WHAT THIS TASK INVOLVES
Every entry in the following data should be output exactly.

=== AVAILABLE RECORDS ===

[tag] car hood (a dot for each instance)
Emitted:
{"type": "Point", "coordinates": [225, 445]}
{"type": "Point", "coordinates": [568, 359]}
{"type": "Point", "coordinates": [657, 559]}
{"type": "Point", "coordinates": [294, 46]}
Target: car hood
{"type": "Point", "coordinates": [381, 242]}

===

TASK ANSWER
[tag] car hood (a dot for each instance)
Emitted:
{"type": "Point", "coordinates": [225, 445]}
{"type": "Point", "coordinates": [568, 359]}
{"type": "Point", "coordinates": [657, 559]}
{"type": "Point", "coordinates": [294, 46]}
Target: car hood
{"type": "Point", "coordinates": [381, 242]}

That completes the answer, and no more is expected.